ЧТО НУЖНО СДЕЛАТЬ:
Найдите в приведенных ниже данных все строки со словом «below» и перепишите каждую из них без изменений.

ИСХОДНЫЕ ДАННЫЕ:
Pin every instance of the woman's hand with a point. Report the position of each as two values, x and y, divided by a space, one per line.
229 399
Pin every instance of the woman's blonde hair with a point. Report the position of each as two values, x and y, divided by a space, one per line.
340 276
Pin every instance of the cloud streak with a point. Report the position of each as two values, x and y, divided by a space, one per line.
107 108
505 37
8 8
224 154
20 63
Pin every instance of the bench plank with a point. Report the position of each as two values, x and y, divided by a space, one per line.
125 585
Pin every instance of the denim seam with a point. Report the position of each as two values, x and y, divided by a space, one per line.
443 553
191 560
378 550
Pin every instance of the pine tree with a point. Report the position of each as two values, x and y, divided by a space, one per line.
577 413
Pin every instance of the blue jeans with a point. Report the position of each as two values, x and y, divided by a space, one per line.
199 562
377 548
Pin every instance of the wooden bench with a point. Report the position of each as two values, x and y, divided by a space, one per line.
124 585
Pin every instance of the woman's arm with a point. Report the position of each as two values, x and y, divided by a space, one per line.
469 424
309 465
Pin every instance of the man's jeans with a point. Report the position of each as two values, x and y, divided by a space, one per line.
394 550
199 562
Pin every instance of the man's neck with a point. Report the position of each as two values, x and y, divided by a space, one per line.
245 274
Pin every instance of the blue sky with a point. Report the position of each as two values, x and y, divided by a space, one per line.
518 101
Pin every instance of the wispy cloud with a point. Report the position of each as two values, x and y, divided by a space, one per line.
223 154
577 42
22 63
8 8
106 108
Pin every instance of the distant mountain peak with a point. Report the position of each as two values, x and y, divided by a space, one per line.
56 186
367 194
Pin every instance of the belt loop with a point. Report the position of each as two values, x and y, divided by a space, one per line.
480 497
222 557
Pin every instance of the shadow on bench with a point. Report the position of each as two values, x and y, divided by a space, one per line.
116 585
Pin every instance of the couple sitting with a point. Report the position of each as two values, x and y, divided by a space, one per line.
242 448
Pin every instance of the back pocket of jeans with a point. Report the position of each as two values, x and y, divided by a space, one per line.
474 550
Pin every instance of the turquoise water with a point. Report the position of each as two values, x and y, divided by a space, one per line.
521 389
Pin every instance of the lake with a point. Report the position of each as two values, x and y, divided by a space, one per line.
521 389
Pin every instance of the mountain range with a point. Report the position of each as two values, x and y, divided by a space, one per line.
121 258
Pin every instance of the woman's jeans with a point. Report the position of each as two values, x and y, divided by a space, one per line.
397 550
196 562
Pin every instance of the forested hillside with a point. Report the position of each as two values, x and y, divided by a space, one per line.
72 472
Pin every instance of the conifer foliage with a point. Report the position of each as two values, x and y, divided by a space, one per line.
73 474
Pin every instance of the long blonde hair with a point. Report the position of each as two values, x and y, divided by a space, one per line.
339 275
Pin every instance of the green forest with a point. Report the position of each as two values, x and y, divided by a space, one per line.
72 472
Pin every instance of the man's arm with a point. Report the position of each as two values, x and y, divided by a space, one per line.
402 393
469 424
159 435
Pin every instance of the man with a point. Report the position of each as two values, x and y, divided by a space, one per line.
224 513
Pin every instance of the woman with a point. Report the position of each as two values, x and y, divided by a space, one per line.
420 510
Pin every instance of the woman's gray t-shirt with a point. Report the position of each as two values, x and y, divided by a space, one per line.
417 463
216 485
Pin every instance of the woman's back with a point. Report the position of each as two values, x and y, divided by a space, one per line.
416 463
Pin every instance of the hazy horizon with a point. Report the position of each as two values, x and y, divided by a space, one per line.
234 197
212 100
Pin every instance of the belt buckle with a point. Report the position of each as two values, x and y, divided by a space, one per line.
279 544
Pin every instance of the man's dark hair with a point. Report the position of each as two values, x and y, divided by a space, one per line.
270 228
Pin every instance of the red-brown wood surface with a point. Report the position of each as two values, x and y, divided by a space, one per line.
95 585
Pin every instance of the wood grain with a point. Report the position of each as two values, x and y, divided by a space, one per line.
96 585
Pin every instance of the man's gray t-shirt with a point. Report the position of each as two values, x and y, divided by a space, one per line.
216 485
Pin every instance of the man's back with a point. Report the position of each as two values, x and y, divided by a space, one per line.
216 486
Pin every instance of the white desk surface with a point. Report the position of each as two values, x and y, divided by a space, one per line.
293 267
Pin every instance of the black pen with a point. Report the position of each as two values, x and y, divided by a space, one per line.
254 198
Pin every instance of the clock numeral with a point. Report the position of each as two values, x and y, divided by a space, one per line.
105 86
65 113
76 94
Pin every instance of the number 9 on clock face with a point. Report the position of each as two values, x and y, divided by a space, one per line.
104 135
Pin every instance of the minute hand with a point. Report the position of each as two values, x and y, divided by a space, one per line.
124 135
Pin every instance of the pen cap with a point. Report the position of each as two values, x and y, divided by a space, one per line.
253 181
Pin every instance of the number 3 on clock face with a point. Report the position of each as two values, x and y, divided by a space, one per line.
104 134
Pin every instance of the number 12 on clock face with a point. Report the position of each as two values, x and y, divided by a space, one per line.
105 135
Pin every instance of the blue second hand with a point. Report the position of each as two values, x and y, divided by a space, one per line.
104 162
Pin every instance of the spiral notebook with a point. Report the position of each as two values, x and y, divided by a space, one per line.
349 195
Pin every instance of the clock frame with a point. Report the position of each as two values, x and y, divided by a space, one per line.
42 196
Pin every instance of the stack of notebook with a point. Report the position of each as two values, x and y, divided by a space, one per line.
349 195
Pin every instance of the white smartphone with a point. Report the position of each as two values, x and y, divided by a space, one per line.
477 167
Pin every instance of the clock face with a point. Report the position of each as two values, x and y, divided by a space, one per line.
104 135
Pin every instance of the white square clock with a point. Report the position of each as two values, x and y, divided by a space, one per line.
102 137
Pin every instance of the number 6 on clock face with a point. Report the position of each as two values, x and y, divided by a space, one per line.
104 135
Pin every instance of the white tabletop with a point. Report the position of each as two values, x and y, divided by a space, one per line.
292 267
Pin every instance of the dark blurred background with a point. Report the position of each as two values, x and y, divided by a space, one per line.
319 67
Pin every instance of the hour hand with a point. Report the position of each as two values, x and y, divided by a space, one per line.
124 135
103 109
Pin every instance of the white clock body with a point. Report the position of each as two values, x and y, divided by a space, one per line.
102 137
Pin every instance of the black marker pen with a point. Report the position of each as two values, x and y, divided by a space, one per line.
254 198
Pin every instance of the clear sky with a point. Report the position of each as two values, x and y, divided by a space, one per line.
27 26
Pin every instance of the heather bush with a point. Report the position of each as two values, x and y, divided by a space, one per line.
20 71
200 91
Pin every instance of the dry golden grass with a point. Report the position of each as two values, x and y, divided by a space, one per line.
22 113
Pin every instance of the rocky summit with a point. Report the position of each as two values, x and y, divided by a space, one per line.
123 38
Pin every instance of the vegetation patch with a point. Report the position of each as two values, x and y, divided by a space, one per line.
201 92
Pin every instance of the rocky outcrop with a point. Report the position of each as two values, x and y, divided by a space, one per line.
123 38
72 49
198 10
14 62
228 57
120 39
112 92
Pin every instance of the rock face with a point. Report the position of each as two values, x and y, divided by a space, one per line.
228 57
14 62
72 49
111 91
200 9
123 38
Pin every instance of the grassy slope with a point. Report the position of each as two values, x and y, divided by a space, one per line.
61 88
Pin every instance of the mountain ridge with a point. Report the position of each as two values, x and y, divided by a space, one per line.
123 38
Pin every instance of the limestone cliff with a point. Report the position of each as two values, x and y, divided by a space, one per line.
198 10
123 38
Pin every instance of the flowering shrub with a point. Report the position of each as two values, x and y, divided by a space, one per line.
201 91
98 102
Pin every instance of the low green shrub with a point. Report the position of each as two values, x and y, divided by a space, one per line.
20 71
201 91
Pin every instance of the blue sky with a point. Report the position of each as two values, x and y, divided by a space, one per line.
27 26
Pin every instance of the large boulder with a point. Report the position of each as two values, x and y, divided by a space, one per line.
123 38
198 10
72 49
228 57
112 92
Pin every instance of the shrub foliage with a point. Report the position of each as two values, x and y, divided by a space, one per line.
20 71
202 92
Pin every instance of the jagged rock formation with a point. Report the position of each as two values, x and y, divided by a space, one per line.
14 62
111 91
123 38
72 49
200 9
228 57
* * *
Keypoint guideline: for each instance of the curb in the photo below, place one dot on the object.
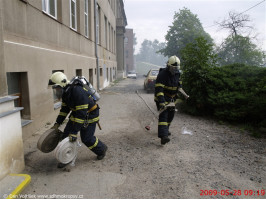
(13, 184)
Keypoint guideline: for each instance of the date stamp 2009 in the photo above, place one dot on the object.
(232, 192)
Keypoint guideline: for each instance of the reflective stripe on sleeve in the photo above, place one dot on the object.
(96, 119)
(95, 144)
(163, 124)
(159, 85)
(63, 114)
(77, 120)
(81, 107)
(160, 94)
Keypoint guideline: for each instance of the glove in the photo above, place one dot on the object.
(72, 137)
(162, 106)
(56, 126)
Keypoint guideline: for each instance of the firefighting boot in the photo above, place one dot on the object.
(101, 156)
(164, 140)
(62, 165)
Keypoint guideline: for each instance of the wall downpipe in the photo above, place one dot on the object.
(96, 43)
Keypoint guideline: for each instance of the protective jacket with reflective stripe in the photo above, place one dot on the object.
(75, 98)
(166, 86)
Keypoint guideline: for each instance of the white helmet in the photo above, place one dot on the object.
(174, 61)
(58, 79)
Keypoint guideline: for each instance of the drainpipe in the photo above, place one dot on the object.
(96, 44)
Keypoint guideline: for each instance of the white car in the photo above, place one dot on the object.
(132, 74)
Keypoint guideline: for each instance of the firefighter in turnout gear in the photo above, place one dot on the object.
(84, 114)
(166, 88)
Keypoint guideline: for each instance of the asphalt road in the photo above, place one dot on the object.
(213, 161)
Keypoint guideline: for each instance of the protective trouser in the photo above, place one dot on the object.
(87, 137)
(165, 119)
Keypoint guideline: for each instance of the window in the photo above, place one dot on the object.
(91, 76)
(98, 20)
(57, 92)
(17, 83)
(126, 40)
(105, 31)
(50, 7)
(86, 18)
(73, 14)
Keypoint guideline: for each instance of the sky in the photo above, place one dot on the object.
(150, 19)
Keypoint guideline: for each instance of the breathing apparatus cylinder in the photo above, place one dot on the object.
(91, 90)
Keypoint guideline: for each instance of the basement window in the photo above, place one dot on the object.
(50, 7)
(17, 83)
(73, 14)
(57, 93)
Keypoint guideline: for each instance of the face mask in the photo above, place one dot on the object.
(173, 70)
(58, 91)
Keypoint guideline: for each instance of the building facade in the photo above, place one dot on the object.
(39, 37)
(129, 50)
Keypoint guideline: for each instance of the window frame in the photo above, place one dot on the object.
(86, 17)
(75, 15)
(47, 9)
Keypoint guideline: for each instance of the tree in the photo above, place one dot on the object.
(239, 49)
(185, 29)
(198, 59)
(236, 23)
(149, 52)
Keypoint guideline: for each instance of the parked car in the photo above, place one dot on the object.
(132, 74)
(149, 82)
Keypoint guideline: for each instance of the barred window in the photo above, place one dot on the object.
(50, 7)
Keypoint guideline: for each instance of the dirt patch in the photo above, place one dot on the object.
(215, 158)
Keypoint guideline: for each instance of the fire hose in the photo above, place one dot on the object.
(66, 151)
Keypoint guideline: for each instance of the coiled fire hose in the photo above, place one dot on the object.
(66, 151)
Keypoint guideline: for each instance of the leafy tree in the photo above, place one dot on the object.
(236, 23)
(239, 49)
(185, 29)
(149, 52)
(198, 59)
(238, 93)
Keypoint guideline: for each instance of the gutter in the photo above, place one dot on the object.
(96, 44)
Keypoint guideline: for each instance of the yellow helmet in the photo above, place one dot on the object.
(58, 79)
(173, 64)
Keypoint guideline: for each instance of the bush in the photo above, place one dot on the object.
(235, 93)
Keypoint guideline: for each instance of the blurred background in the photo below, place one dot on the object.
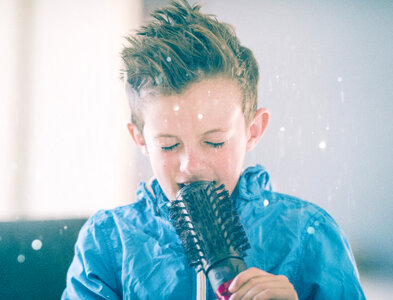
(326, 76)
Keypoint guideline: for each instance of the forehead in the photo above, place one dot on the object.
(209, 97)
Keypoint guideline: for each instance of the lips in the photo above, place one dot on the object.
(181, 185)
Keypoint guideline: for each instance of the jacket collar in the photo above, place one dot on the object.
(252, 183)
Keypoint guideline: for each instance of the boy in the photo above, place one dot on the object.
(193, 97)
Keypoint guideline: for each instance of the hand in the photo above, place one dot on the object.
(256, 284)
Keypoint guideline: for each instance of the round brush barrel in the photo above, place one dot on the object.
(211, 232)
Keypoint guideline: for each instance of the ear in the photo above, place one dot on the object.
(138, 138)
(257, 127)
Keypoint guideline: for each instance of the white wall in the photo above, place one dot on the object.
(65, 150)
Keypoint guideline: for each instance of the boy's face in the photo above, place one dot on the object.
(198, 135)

РЕЗУЛЬТАТ:
Keypoint guideline: for each instance of the curb in the photo below, place one dot on the object.
Keypoint guideline: for each instance of the blurred background in the photo below, place one dot on the object.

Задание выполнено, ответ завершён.